_DATA SECTION_

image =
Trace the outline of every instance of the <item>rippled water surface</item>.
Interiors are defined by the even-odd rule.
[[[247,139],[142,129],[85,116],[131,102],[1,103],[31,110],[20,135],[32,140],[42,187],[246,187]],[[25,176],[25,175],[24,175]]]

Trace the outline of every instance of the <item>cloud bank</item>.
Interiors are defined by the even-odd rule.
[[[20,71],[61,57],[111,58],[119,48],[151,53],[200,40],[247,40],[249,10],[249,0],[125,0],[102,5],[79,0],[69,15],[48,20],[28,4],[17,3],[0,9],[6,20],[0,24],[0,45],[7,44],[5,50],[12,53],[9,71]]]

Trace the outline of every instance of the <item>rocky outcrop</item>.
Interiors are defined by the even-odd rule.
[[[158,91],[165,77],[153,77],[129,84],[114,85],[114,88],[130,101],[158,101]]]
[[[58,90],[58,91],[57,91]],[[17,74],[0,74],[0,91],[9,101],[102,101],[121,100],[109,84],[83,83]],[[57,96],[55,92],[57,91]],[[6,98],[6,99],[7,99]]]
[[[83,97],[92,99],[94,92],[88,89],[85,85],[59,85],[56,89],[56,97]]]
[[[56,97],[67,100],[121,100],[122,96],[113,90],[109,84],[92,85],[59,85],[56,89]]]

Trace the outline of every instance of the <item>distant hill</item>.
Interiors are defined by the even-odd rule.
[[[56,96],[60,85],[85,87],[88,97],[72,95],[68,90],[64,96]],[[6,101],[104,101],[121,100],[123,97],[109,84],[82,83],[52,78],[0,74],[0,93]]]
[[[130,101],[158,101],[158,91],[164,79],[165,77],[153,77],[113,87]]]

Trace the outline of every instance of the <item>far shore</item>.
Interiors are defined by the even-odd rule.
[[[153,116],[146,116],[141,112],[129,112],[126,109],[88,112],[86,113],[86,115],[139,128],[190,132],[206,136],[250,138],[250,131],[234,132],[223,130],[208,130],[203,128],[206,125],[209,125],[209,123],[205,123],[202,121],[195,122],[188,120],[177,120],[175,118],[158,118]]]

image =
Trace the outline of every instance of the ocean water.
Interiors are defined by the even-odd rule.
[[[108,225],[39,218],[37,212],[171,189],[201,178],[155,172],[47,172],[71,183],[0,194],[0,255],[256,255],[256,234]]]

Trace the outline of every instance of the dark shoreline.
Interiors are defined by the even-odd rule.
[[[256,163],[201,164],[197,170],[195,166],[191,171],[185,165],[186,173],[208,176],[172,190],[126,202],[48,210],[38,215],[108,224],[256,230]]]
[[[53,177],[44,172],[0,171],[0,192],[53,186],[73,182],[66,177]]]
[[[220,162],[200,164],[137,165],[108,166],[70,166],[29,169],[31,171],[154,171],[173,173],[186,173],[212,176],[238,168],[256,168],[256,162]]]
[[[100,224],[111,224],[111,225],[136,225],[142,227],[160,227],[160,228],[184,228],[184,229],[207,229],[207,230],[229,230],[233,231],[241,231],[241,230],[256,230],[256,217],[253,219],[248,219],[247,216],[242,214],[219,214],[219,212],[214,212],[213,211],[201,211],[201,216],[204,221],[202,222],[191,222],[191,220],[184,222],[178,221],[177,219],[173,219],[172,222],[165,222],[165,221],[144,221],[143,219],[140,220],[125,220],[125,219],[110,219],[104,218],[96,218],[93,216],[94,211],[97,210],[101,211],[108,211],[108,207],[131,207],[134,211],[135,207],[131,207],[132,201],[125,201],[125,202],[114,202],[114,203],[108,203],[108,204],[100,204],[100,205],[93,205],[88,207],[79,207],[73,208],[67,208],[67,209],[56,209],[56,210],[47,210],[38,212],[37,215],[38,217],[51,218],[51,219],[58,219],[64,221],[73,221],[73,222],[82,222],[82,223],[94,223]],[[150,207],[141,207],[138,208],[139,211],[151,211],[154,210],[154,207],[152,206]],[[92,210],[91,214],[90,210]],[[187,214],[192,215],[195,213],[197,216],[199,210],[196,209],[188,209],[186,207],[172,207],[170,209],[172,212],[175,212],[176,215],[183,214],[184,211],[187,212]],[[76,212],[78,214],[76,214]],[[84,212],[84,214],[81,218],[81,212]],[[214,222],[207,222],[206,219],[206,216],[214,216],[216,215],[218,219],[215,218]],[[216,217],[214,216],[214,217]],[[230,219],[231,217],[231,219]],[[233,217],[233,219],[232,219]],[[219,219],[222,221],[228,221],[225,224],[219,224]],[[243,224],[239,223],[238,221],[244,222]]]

_PROMPT_
Each record above should be output again exactly.

_EXERCISE SOLUTION_
image =
Trace the outline of every instance of the <item>rippled water surface</item>.
Interiors are defined by the even-odd rule.
[[[247,139],[142,129],[85,116],[131,102],[1,103],[31,110],[20,135],[32,140],[42,187],[246,187]],[[25,176],[25,175],[24,175]]]

Trace the outline of every instance of the <item>cloud bank</item>.
Interiors are defined by the even-odd rule.
[[[20,71],[61,57],[111,58],[119,48],[151,53],[200,40],[247,40],[249,10],[249,0],[125,0],[102,5],[79,0],[69,15],[48,20],[28,4],[17,3],[0,9],[6,20],[0,24],[0,45],[7,44],[5,50],[12,53],[9,71]]]

Trace the outline of every instance of the <item>rocky outcrop</item>.
Interiors are defined by the even-odd rule.
[[[158,91],[165,77],[153,77],[129,84],[114,85],[114,88],[130,101],[158,101]]]
[[[58,90],[58,91],[57,91]],[[17,74],[0,74],[0,91],[9,101],[102,101],[121,100],[109,84],[83,83]],[[57,96],[55,92],[57,91]],[[6,98],[6,99],[7,99]]]
[[[83,97],[92,99],[94,92],[88,89],[85,85],[59,85],[56,89],[56,97]]]
[[[56,97],[67,100],[121,100],[122,96],[113,90],[109,84],[92,85],[59,85],[56,89]]]

Trace the outline of every instance of the <item>distant hill</item>.
Interiors are defined by the even-odd rule.
[[[56,96],[60,85],[85,87],[88,97],[72,95],[68,90],[64,96]],[[6,101],[104,101],[121,100],[123,97],[109,84],[82,83],[52,78],[0,74],[0,93]]]
[[[130,101],[158,101],[158,91],[164,79],[165,77],[153,77],[113,87]]]

Trace the outline of every instance of the <item>far shore</item>.
Interiors are defined by the even-odd rule.
[[[153,116],[146,116],[141,112],[129,112],[126,109],[88,112],[86,113],[86,115],[139,128],[190,132],[206,136],[250,138],[250,131],[234,132],[223,130],[208,130],[203,128],[206,125],[209,125],[209,123],[205,123],[202,121],[195,122],[188,120],[177,120],[175,118],[158,118]]]

image =
Trace the outline of every instance of the ocean water.
Interiors are defined by the even-odd rule.
[[[108,225],[39,218],[37,212],[171,189],[201,178],[155,172],[47,172],[71,183],[0,194],[0,255],[256,255],[256,234]]]

Trace the outline of every instance of the dark shoreline.
Interiors are defined by the even-odd rule.
[[[256,163],[201,164],[197,170],[195,166],[191,171],[185,165],[186,173],[208,176],[172,190],[126,202],[48,210],[38,215],[108,224],[256,230]]]
[[[53,177],[44,172],[0,171],[0,192],[53,186],[73,182],[66,177]]]
[[[220,162],[200,164],[137,165],[108,166],[70,166],[29,169],[31,171],[154,171],[173,173],[186,173],[212,176],[238,168],[256,168],[256,162]]]
[[[100,224],[111,224],[111,225],[136,225],[142,227],[160,227],[160,228],[184,228],[184,229],[207,229],[207,230],[229,230],[233,231],[241,231],[241,230],[256,230],[256,217],[253,219],[248,219],[247,216],[242,214],[219,214],[219,212],[214,212],[213,211],[201,211],[201,216],[204,221],[202,222],[191,222],[191,220],[184,222],[178,221],[177,219],[173,219],[172,222],[165,222],[165,221],[144,221],[143,219],[140,220],[125,220],[125,219],[110,219],[104,218],[96,218],[93,216],[94,211],[97,210],[101,211],[108,211],[108,207],[131,207],[134,211],[135,207],[131,207],[132,201],[125,201],[125,202],[114,202],[114,203],[108,203],[108,204],[100,204],[100,205],[93,205],[88,207],[79,207],[73,208],[67,208],[67,209],[56,209],[56,210],[47,210],[38,212],[37,215],[38,217],[51,218],[51,219],[58,219],[64,221],[73,221],[73,222],[82,222],[82,223],[94,223]],[[150,207],[141,207],[138,208],[139,211],[151,211],[154,210],[154,207],[152,206]],[[92,210],[91,214],[90,210]],[[187,214],[192,215],[195,213],[197,216],[199,210],[196,209],[188,209],[186,207],[172,207],[170,209],[172,212],[175,212],[176,215],[183,214],[184,211],[187,212]],[[76,212],[78,214],[76,214]],[[84,212],[84,214],[81,218],[81,212]],[[214,222],[207,222],[206,219],[206,216],[214,216],[216,215],[218,219],[215,218]],[[216,217],[214,216],[214,217]],[[230,219],[231,217],[231,219]],[[233,217],[233,219],[232,219]],[[219,219],[222,221],[228,221],[225,224],[219,224]],[[243,224],[239,223],[238,221],[244,222]]]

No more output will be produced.